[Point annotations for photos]
-- Start --

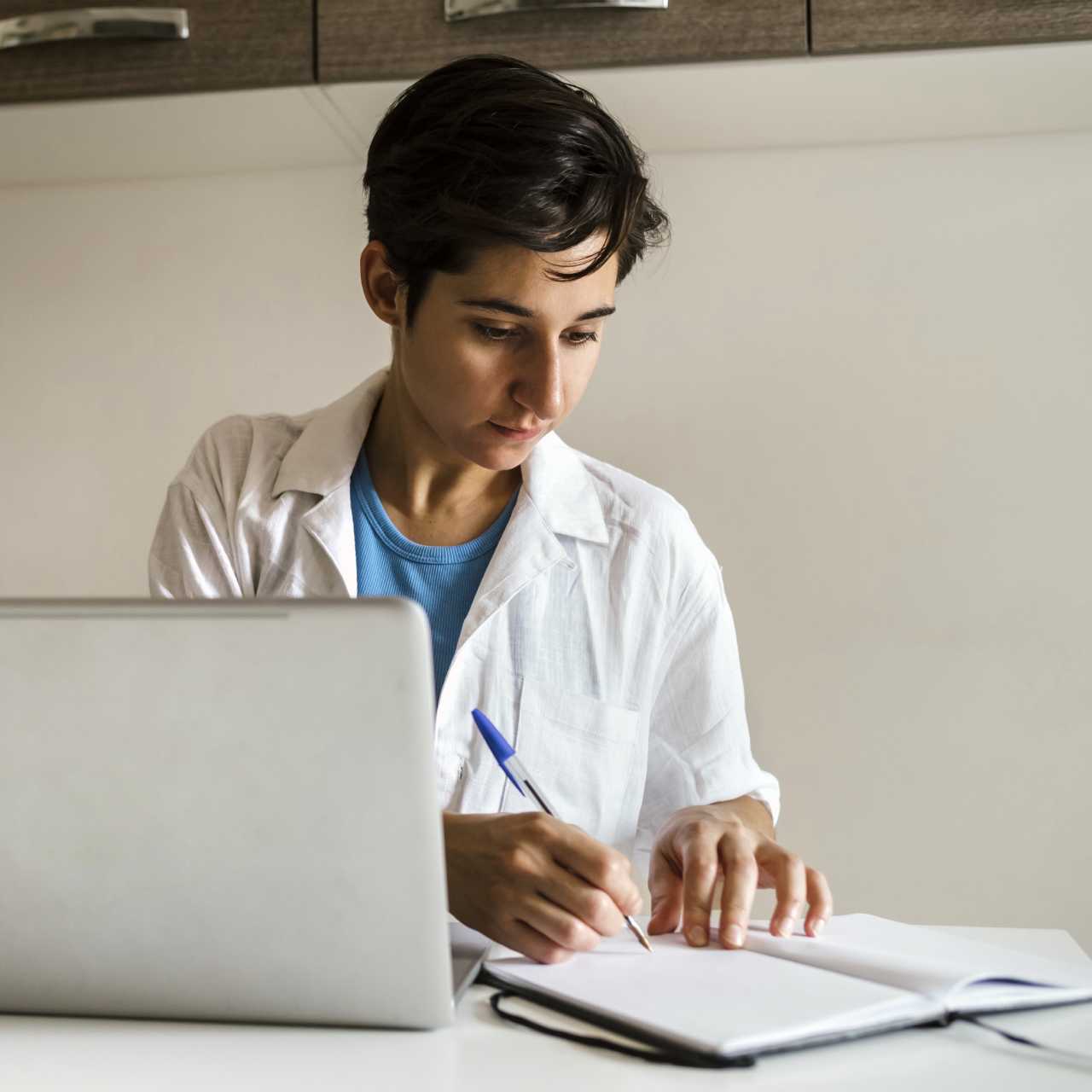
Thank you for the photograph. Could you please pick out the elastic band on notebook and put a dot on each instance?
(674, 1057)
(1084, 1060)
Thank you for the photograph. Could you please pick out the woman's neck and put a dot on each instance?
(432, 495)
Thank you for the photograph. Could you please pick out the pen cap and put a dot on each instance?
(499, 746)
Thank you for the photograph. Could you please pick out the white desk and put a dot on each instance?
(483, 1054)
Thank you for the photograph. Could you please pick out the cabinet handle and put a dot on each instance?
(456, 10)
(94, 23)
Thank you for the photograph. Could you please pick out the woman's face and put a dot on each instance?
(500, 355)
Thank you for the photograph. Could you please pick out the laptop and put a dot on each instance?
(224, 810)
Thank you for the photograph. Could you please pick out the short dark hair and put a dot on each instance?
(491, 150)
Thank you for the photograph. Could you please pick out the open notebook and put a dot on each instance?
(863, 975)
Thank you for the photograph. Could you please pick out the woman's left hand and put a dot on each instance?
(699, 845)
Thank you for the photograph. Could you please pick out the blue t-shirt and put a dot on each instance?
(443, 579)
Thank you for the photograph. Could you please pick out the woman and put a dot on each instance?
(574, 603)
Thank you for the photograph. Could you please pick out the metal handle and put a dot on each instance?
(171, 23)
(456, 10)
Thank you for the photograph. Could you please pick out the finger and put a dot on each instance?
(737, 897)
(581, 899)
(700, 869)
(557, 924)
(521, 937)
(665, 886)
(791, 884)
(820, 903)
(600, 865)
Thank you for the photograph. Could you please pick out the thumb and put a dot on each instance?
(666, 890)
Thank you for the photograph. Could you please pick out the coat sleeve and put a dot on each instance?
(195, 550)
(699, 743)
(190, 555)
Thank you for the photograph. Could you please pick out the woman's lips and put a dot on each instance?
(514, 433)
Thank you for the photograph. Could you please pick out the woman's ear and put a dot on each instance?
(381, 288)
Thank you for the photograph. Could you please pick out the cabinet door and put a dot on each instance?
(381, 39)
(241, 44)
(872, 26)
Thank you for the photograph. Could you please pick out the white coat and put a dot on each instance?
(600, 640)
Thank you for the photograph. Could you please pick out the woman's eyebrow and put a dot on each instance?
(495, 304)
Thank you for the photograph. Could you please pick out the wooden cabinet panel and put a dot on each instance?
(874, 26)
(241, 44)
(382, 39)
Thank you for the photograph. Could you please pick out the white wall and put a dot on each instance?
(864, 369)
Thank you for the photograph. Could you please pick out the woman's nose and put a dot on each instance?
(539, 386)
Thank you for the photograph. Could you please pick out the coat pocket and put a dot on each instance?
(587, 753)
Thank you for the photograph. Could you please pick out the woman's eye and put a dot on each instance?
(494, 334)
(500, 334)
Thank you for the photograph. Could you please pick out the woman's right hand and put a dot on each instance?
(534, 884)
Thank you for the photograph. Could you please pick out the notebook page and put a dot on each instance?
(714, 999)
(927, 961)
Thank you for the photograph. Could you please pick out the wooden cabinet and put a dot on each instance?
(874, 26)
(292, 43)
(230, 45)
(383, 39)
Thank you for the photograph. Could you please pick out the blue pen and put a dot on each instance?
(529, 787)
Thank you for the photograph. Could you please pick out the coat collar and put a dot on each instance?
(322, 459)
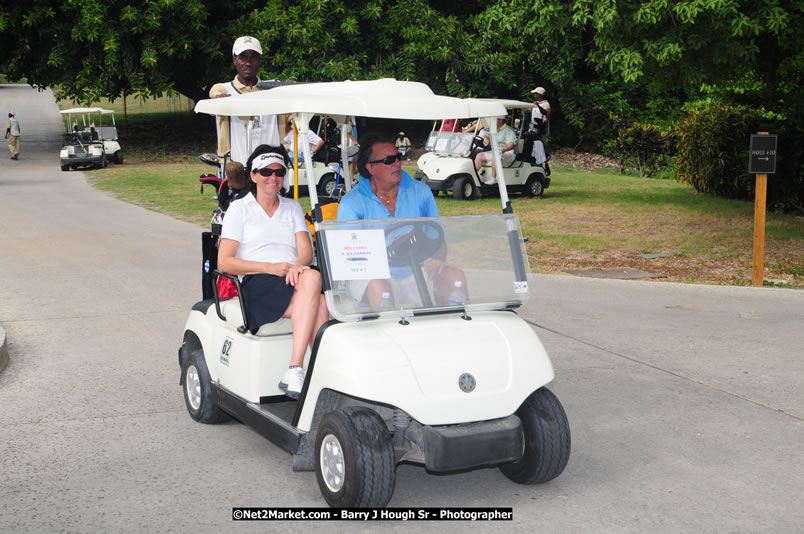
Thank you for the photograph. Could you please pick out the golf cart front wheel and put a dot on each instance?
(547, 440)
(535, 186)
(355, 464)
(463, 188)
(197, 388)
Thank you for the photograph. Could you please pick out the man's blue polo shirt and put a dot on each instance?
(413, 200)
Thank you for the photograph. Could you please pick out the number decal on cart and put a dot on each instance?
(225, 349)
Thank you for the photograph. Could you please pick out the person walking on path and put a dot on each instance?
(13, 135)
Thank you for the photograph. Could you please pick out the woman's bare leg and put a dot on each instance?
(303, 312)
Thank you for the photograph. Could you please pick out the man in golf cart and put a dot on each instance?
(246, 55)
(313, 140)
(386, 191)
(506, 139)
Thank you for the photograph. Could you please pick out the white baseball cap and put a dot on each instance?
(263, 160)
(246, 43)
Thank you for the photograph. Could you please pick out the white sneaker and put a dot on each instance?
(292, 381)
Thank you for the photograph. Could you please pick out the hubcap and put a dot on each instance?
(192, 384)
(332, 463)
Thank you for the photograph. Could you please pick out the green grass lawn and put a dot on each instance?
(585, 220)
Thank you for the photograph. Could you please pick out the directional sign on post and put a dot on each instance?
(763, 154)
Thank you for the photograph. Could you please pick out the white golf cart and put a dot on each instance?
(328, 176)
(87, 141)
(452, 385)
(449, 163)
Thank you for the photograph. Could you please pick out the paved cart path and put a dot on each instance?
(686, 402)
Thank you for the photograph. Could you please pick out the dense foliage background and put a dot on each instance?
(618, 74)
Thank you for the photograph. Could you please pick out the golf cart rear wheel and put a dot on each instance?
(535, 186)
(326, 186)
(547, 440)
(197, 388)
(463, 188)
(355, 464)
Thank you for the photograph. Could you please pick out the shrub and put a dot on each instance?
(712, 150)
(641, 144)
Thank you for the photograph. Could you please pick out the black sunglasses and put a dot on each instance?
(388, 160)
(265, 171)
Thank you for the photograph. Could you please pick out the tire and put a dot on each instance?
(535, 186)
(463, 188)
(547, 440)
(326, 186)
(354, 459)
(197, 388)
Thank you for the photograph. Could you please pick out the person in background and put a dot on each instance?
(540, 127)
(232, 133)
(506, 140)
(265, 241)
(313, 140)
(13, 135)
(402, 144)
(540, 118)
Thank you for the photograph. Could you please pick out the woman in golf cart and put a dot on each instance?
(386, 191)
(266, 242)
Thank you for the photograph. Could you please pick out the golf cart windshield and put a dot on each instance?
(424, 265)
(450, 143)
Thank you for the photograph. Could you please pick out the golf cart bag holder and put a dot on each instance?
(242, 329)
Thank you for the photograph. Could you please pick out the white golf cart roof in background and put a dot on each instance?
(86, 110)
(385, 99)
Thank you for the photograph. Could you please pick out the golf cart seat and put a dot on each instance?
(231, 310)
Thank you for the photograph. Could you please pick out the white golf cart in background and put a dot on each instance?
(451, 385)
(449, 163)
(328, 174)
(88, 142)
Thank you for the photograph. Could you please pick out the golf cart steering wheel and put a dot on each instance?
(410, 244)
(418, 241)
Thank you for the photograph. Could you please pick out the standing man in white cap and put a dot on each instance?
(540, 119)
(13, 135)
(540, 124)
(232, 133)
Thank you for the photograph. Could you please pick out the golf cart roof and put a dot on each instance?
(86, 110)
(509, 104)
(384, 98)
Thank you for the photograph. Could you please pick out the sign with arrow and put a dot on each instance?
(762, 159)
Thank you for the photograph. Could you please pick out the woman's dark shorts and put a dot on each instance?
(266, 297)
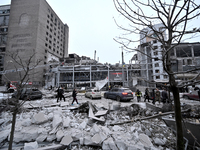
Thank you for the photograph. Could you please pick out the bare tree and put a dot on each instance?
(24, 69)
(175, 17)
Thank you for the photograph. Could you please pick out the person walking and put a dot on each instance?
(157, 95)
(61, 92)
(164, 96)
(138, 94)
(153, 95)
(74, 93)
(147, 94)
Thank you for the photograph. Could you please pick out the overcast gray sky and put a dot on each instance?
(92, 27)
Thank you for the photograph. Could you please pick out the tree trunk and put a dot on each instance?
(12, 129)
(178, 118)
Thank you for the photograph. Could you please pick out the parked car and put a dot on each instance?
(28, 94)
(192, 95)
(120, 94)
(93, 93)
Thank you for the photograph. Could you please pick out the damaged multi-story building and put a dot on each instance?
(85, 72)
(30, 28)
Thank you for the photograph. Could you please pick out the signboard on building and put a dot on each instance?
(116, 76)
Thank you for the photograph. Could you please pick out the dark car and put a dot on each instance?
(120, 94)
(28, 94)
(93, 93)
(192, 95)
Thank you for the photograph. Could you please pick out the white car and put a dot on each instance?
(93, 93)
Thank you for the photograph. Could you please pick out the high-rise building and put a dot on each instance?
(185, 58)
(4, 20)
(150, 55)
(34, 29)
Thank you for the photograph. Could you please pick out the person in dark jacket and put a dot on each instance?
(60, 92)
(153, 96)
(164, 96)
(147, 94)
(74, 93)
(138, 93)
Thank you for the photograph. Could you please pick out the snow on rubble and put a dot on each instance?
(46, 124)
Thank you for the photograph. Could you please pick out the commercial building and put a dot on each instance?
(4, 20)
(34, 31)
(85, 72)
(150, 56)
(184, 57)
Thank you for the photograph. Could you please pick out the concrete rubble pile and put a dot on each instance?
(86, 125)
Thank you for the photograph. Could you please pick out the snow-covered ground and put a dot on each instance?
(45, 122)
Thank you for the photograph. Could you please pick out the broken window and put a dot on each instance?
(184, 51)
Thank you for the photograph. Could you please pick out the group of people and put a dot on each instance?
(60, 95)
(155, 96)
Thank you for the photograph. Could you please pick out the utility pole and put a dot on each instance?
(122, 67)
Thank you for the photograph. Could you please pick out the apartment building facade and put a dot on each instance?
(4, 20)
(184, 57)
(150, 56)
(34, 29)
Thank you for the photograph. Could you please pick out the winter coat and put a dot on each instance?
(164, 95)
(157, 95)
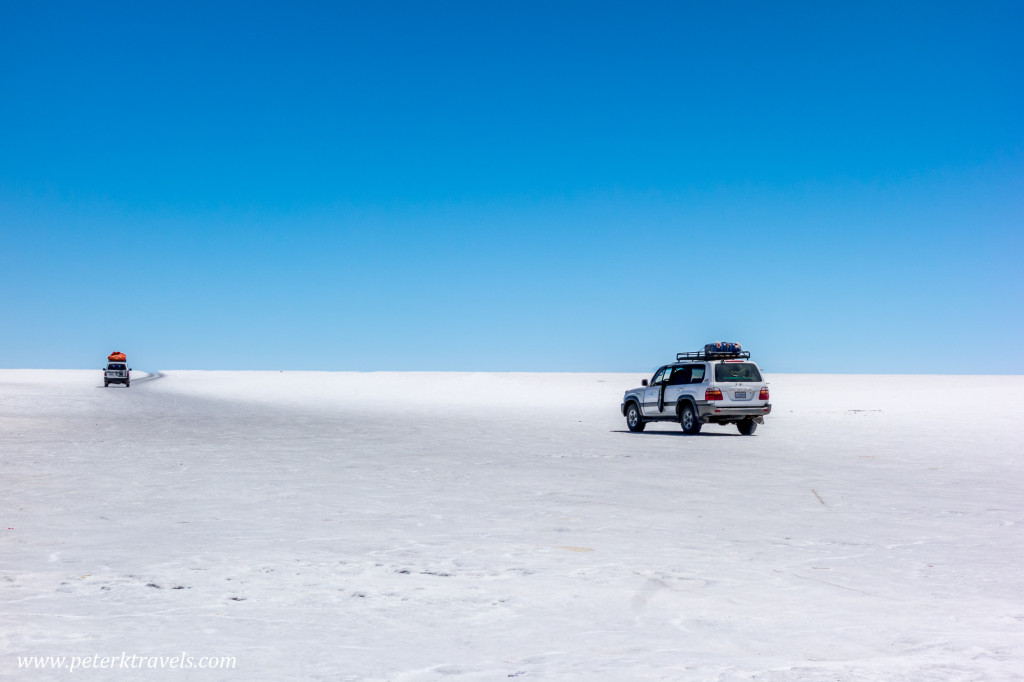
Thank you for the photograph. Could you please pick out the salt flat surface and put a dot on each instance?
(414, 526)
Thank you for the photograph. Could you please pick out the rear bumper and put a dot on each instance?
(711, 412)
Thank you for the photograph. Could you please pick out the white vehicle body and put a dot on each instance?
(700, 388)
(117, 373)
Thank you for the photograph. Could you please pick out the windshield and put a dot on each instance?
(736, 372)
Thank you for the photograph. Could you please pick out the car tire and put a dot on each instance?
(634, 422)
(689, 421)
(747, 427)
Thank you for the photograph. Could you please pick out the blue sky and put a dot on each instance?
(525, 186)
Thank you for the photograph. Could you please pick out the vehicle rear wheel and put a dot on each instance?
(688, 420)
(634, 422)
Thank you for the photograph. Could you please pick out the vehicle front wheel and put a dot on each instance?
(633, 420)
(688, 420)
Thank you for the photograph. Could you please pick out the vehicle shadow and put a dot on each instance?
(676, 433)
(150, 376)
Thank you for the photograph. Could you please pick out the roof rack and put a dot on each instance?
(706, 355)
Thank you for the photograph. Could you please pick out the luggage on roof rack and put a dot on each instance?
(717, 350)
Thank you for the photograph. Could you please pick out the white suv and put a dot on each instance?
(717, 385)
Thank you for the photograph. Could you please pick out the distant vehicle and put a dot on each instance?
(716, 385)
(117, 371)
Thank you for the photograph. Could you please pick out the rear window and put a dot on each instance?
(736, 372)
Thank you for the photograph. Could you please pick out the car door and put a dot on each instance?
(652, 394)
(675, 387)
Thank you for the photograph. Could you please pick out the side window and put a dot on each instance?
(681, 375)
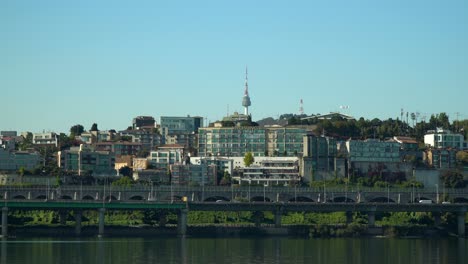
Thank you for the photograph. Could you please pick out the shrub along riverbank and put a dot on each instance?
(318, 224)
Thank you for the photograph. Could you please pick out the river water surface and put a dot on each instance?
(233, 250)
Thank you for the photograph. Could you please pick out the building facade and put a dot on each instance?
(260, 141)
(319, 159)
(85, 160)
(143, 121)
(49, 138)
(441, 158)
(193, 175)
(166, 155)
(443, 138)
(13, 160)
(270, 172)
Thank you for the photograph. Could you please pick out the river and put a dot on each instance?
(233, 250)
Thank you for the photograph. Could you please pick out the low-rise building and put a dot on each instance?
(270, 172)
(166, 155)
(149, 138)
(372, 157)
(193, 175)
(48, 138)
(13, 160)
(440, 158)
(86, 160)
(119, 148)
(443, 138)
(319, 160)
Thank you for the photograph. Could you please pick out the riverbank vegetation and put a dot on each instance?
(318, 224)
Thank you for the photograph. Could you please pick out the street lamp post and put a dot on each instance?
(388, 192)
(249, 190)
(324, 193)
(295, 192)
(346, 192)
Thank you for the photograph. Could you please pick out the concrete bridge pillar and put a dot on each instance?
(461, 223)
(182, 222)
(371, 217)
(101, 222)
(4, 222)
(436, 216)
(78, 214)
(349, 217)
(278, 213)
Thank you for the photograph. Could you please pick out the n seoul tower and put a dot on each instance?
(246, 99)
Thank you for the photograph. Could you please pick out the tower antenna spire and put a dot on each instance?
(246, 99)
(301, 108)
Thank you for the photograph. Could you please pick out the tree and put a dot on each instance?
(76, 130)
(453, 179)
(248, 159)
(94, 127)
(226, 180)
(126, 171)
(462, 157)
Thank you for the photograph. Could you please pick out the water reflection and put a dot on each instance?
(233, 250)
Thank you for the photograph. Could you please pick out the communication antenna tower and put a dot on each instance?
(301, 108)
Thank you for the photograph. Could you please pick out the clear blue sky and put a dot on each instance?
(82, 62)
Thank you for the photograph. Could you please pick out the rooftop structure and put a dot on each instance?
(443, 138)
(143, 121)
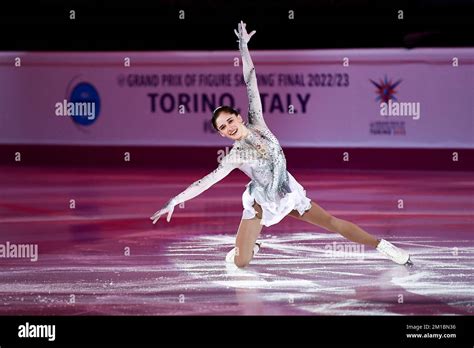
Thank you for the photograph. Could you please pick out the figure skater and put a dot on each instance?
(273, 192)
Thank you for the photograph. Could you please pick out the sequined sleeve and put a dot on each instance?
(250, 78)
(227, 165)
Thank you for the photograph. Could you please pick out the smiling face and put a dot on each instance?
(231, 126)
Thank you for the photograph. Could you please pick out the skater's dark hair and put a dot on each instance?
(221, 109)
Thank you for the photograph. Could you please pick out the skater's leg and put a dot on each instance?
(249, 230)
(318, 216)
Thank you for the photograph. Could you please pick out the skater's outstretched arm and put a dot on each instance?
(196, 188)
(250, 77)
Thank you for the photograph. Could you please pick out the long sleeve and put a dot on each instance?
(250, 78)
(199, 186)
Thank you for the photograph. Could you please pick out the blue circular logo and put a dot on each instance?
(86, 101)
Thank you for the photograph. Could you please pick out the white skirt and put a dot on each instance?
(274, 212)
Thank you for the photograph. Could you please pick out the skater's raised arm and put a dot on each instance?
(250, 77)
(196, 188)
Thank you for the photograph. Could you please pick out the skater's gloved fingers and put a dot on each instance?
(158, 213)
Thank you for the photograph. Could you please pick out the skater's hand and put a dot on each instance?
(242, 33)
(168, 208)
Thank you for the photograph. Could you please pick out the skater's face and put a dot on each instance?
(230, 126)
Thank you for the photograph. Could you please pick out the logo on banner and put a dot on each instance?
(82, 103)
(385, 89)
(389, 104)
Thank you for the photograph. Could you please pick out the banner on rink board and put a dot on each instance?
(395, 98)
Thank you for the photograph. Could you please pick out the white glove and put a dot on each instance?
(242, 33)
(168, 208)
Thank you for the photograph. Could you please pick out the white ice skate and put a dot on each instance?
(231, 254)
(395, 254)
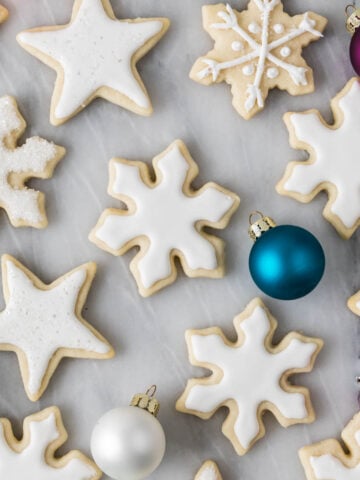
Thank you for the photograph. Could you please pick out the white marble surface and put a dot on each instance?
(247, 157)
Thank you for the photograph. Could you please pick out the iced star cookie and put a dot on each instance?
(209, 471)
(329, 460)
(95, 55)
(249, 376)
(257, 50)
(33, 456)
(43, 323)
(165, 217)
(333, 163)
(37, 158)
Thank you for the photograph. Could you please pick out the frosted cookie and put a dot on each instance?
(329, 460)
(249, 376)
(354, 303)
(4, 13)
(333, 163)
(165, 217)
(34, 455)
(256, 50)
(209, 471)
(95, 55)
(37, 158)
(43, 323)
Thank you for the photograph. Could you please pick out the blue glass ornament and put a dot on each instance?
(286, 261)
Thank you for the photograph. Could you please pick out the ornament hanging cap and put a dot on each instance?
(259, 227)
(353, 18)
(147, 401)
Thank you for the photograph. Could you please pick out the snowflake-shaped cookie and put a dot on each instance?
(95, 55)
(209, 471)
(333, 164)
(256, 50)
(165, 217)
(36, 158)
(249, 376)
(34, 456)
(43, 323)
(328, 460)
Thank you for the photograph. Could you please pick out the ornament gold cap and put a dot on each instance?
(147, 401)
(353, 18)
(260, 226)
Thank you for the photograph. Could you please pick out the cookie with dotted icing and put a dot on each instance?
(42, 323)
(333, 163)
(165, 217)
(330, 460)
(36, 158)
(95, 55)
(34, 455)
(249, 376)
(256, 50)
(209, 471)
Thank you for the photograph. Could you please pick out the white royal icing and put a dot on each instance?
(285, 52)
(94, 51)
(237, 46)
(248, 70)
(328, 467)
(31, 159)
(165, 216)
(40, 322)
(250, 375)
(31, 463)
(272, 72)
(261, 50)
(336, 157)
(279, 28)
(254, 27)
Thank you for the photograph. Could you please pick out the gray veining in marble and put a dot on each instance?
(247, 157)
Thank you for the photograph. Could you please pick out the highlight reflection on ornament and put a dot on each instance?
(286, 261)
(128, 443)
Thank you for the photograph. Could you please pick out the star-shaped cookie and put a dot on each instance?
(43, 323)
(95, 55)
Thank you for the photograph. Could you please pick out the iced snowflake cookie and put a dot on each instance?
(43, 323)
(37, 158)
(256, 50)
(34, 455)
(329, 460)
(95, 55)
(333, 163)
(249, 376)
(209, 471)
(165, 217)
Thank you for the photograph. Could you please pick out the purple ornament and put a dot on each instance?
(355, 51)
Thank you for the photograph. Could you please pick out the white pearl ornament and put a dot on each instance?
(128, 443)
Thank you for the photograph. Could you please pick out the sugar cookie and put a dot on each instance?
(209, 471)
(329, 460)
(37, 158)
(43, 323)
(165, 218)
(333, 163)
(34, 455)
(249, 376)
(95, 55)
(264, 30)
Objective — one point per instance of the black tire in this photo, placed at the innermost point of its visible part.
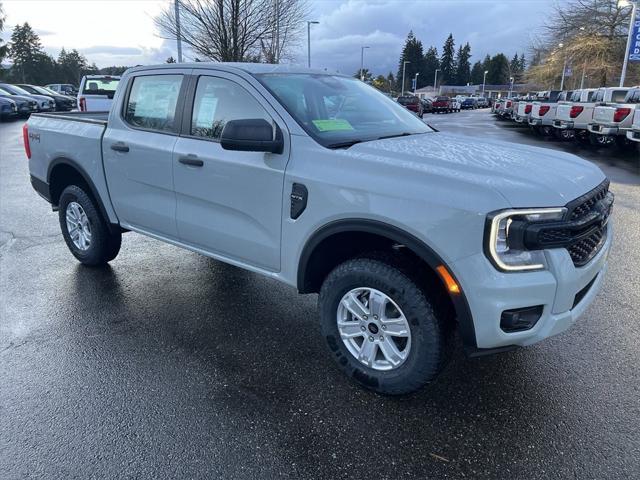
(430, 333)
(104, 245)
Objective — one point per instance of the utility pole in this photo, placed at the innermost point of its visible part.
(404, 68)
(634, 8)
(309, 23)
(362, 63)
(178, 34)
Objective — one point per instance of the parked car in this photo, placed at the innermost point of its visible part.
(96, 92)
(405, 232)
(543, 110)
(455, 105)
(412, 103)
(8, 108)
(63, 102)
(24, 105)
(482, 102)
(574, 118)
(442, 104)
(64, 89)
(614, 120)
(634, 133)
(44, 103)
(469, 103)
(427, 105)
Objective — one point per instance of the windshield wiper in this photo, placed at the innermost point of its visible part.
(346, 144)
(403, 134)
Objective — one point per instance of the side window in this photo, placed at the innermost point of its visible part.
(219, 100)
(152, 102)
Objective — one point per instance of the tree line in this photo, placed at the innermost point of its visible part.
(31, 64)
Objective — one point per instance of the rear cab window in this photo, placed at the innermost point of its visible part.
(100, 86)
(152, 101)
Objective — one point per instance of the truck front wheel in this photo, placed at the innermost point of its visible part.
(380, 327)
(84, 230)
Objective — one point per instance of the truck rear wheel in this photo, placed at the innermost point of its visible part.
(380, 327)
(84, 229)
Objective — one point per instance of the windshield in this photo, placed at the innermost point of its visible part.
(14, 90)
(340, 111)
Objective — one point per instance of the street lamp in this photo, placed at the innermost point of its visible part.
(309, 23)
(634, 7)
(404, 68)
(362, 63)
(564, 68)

-- End --

Quote exactly the line containing "Objective — one point per instance of the truck front" and every later line through the end of the listing, and no other lines.

Objective — one point per instance of the truck front wheel in this photo, placed at the innermost point of its visible part.
(380, 327)
(84, 230)
Objective — one point per instance of the truck rear wheel in this photo, placed at the innermost point of its visible part.
(380, 327)
(84, 229)
Objective — one point per instance of the windshield in this photo, placed at the innermost point of its visible part.
(14, 90)
(340, 111)
Objective — one point per instance of the street lamp in this photo, placed at the innermost point of its visible part.
(309, 23)
(634, 7)
(404, 68)
(362, 63)
(564, 68)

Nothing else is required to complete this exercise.